begin Text excerpt

That is where my problem comes in. I cannot seem to understand how to define or call functions correctly and unable to revise my script into something more "efficient".
(Everything is already submitted and my script completes the task perfectly, according to the bot, so I am not trying to half-arse my work here just to be clear.)
This is the completed script with only the main function that runs straight through and took me about 12-15 hours to get it working without error from the beginning. Everything is written in C
#include <stdio.h>
#include <cs50.h>
#include <math.h>
int main(void)
{
// this grabs the number and verifies the correct amount of digits
int count;
long number = 0;
do
{
number = get_long("Number: ");
count = (number == 0) ? 1 : (log10(number) + 1);
if (count < 13 || count == 14 || count > 16)
{
printf("INVALID\n"); // This is to satisfy the uni. bot command check. Need a EOF for numbers with the wrong amount of digits.
return (0);
}
}
while (count < 13 || count == 14 || count > 16);
//printf("Digits: %i\n", count); // test print for debugging
//This finds the first two digits of input number
long int two = number;
while (two >= 100)
{
two = two / 10;
}
//printf("First two numbers: %li\n", two); // test print for debugging
// verifies card using mod10 (Luhn's)
long sum = 0;
long bigdigit = 0;
//printf("\nLUHN Number: %li\n\n", number); // test print for debugging
if (count == 13 || count == 15)
{
count += 1;
}
for (int i = count; i > 0; i--)
{
if (i % 2 == 0)
{
sum += (number % 10);
}
else
{
bigdigit = (2 * (number % 10));
sum += (bigdigit / 10 + bigdigit % 10);
}
number = (number / 10);
//printf("\nI : %i\n", i); // test print for debugging
//printf("Sum: %li\n", sum); // test print for debugging
//printf("Number: %li\n", number); // test print for debugging
}
if (sum % 10 == 0)
{
printf("VALID\n");
}
else
{
printf("INVALID\n");
return (0);
}
// checks what type of card
if (two == 34 || two == 37)
{
printf("AMEX\n");
return (0);
}
else if (two >= 51 && two <= 55)
{
printf("MASTERCARD\n");
return (0);
}
else if (two >= 40 && two <= 49)
{
printf("VISA\n");
return (0);
}
else
{
printf("INVALID\n");
return (0);
}
}
I was trying to split it into 3 functions of main to call.
long input_number();
bool luhn_check();
void company_check();
I am stuck with the second function and not sure if the third should be a void or not.
"Revised" Script v2
#include <stdio.h>
#include <cs50.h>
#include <math.h>
long input_number(long CCN);
int counter(long CCN, int count);
bool luhn_check(long CCN, int count);
long firsttwo(long CCN, long two);
void card_type(long two);
int main()
{
long CCN = 0;
int count = 0;
long two = 0;
CCN = input_number(CCN);
count = counter(CCN, count);
//printf("CCN: %li\n", CCN); //debugging purposes
//printf("Digits: %i\n", count); //debugging purposes
luhn_check(CCN, count);
two = firsttwo(CCN, two);
//printf("First Two: %li\n", two); //debugging purposes
card_type(two);
}
// this grabs the number and verifies the correct amount of digits
long input_number(long CCN)

end Text excerpt
begin Extracted material

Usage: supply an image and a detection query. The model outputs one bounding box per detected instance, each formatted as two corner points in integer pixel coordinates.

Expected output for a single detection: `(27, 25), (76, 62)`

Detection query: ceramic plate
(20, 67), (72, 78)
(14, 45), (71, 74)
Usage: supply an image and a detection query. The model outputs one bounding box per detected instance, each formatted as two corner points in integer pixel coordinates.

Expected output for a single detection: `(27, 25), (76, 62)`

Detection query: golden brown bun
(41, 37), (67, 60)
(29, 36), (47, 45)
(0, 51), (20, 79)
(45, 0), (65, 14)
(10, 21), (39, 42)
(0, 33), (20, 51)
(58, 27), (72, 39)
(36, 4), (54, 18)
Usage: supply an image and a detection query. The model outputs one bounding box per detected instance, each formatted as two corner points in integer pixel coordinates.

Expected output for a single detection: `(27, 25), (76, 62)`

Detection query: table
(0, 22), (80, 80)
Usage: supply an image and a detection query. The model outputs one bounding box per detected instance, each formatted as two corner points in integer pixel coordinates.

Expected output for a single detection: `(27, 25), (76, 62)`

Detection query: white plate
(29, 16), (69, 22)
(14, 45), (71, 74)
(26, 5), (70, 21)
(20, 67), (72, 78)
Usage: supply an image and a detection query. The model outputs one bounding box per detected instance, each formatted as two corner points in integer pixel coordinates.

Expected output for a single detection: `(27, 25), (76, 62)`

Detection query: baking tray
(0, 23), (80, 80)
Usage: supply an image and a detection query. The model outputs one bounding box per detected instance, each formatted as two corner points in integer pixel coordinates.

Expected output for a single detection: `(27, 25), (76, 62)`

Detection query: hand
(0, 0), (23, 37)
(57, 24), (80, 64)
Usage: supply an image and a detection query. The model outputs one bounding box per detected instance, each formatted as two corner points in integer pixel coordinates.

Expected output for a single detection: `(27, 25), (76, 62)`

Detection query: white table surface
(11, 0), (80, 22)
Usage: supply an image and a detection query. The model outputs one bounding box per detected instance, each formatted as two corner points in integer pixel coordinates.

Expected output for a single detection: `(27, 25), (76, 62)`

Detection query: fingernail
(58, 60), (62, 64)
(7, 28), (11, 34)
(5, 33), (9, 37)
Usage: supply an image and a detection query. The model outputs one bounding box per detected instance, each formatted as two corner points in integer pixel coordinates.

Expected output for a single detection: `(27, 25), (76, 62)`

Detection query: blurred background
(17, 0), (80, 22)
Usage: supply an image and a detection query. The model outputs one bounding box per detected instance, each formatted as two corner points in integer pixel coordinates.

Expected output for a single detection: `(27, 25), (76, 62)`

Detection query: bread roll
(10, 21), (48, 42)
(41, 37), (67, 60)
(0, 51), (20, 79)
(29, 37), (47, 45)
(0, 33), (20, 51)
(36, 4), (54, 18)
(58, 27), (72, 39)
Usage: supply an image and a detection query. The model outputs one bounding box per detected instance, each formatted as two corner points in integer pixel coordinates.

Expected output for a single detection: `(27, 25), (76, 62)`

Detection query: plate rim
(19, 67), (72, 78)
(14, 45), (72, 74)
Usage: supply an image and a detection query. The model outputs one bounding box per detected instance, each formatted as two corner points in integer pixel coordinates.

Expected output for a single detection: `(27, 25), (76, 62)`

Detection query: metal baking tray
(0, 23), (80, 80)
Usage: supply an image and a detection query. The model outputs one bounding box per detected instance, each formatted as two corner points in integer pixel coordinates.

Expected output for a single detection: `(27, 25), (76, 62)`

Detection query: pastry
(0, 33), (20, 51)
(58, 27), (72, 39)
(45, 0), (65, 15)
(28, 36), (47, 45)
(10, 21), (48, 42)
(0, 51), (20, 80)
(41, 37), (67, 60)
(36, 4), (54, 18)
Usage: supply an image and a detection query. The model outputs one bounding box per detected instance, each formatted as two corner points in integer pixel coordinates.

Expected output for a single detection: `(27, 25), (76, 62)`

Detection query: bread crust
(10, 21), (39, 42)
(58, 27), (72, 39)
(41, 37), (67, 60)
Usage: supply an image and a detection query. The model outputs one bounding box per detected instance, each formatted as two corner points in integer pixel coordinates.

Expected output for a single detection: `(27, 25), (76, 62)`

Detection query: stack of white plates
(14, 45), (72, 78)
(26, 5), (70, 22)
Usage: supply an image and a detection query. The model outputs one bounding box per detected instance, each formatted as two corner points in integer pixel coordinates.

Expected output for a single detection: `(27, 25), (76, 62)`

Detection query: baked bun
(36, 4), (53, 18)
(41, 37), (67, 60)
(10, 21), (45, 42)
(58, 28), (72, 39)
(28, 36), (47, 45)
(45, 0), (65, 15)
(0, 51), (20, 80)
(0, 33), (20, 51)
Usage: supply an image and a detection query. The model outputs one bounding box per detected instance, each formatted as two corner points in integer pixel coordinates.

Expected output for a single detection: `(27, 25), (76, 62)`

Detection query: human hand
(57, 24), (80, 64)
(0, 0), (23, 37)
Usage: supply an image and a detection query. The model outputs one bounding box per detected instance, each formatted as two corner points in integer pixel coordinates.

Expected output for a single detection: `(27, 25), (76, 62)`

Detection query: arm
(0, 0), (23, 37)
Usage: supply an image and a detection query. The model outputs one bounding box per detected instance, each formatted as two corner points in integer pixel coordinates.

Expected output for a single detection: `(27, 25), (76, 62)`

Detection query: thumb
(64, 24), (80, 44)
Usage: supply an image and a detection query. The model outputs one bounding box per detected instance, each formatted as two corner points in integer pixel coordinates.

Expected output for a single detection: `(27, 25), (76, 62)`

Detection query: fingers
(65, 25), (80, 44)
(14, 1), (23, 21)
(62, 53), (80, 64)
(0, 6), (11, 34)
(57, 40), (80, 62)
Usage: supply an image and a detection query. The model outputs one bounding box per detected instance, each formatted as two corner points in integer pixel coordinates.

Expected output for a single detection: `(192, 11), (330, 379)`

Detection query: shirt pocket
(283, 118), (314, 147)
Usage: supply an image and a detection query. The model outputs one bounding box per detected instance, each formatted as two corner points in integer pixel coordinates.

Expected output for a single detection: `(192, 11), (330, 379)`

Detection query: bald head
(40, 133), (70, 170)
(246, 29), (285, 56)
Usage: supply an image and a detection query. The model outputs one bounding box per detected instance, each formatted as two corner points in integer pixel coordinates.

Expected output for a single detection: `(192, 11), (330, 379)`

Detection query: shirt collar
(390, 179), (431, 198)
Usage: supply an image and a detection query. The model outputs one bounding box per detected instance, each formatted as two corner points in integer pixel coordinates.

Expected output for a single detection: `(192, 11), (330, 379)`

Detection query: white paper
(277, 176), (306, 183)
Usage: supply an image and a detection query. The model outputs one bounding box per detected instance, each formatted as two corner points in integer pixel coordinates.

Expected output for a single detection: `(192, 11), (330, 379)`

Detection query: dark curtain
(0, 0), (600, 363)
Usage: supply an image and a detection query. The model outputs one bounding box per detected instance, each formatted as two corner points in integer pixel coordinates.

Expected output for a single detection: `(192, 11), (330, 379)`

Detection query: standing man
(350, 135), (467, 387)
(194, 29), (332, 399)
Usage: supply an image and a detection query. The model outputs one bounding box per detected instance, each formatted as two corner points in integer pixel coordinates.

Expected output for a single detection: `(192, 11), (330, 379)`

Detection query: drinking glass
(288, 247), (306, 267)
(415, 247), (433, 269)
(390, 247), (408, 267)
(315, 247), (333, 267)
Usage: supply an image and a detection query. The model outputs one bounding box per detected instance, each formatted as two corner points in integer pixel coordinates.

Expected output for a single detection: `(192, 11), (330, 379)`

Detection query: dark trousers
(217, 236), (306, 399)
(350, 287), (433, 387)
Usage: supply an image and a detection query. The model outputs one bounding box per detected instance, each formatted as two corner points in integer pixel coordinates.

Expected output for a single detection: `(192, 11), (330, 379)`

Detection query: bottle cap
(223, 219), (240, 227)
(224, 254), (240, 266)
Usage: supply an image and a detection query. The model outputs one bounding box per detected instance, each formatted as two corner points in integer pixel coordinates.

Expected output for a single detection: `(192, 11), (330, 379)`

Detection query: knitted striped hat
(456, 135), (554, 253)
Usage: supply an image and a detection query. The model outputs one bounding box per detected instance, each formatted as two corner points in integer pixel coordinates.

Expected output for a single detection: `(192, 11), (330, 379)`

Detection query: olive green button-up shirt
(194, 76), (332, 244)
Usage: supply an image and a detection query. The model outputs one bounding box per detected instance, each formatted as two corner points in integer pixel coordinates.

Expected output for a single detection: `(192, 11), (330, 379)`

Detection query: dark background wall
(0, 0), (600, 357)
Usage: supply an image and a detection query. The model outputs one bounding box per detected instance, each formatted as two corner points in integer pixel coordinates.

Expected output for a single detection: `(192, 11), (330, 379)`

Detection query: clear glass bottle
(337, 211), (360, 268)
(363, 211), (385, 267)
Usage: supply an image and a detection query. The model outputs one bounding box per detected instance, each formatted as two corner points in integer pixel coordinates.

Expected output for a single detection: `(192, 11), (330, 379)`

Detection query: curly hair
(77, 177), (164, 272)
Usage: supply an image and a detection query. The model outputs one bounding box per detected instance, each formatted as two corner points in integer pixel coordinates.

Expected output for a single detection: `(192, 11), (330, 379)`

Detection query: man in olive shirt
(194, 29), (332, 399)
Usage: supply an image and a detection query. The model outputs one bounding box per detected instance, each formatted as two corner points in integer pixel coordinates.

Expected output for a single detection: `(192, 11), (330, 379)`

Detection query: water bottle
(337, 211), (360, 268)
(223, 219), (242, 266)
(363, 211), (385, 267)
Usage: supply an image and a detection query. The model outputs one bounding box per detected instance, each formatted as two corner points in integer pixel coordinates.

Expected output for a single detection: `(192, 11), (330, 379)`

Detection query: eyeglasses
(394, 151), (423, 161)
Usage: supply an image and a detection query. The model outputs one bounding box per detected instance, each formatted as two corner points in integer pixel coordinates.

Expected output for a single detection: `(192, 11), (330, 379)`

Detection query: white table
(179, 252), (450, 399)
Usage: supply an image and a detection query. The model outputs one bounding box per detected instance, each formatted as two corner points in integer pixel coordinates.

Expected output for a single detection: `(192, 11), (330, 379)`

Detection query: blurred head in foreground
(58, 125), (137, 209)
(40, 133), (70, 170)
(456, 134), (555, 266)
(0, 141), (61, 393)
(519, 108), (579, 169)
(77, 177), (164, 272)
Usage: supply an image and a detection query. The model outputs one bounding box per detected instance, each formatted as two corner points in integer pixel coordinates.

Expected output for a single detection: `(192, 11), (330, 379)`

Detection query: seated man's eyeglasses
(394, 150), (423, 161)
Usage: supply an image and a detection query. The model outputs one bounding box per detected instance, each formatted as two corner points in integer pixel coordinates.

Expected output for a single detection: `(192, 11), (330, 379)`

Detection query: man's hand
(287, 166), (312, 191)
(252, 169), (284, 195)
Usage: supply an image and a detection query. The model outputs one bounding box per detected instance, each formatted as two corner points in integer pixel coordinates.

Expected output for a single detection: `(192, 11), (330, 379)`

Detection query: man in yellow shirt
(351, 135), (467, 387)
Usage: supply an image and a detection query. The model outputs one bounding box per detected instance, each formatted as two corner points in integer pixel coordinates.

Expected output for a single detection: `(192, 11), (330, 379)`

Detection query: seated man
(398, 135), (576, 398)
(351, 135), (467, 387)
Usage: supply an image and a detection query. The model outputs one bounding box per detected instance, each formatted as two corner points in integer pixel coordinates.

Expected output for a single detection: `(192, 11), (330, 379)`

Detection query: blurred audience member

end Extracted material

What you should do: From the forum post about splitting the C card-checking script into functions, extract word for word the passage that begins with the words containing "long sum = 0;" and ends with "count; i > 0; i--)".

Response below:
long sum = 0;
long bigdigit = 0;
//printf("\nLUHN Number: %li\n\n", number); // test print for debugging
if (count == 13 || count == 15)
{
count += 1;
}
for (int i = count; i > 0; i--)